• **Document section**:
===

By Catholic Online (NEWS CONSORTIUM)
June 4th, 2013
Catholic Online (www.catholic.org)

Social Security is more bankrupt than we think. According to the latest report from Social Security's Board of Trustees, the program faces $9.6 trillion in unfunded liabilities over the next 75 years.

LOS ANGELES, CA (Catholic Online) - Previous estimates had Social Security facing an $8.6 trillion shortfall over the next 75 years. Revised estimates from the board now say that the unfunded liabilities are up by at least another $1 trillion from last year.

This is the amount of money that has been promised to people but is not covered under any current plan. That means the government has no way of collecting the required $9.6 trillion it needs to continue paying Social Security benefits for the next 75 years.

In plain English, it means Social Security will be bankrupt sometime in the near future.

The amount of the unfunded liability per household comes out to approximately $83,000. Since most households earn much less than this, it will be virtually impossible for the government to generate the shortfall by taxation alone.

This means that unless Social Security undergoes dramatic reform in the near future, or the nation experiences growth and prosperity beyond all imagining, Social Security will be bankrupt. Young people now entering the workforce who may be planning on Social Security to bolster their retirement should take warning.

===

• **Data section**:
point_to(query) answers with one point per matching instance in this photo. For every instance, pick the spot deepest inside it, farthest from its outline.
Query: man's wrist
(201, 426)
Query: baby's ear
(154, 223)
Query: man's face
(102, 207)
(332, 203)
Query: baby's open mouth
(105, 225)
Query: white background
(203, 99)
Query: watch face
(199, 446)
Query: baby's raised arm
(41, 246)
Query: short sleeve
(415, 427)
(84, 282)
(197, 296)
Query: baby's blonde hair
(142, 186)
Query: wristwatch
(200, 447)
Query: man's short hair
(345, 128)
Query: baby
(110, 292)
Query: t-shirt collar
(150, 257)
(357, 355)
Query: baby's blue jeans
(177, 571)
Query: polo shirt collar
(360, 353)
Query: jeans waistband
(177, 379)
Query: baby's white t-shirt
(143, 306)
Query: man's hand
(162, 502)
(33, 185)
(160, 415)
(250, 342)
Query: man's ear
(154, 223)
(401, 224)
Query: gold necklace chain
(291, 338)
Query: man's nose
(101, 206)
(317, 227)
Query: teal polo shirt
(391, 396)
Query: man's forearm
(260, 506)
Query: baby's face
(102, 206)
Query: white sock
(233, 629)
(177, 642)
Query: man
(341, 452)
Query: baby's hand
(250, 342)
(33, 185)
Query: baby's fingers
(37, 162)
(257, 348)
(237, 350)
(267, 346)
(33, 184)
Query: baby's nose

===

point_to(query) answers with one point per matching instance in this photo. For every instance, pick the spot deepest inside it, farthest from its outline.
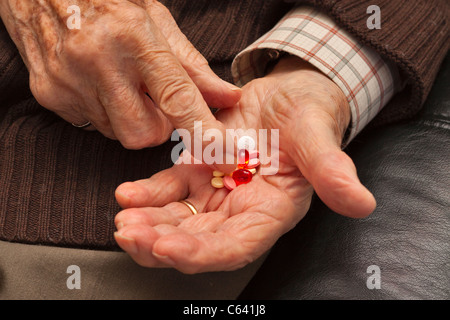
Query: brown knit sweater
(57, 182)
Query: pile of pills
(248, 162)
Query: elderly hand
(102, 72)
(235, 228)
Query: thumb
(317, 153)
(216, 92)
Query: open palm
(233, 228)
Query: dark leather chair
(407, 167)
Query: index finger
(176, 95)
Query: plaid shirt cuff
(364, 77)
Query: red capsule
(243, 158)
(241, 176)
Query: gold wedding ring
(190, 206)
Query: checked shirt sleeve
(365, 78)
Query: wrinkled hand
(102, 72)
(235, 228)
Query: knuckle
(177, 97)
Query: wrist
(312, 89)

===

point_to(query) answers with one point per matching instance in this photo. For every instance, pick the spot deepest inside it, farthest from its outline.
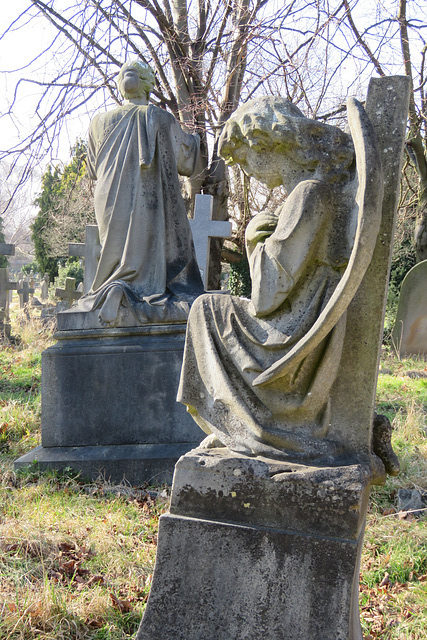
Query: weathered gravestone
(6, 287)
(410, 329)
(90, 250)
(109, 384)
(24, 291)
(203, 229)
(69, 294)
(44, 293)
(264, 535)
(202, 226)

===

• **What is asked**:
Answer these questions about the Social Security article:
1. What shortfall over the next 75 years did previous estimates give for Social Security?
2. About how much does the unfunded liability come to per household?
3. Which body issued the latest report on the program?

• **Correct output**:
1. $8.6 trillion
2. Approximately $83,000
3. Social Security's Board of Trustees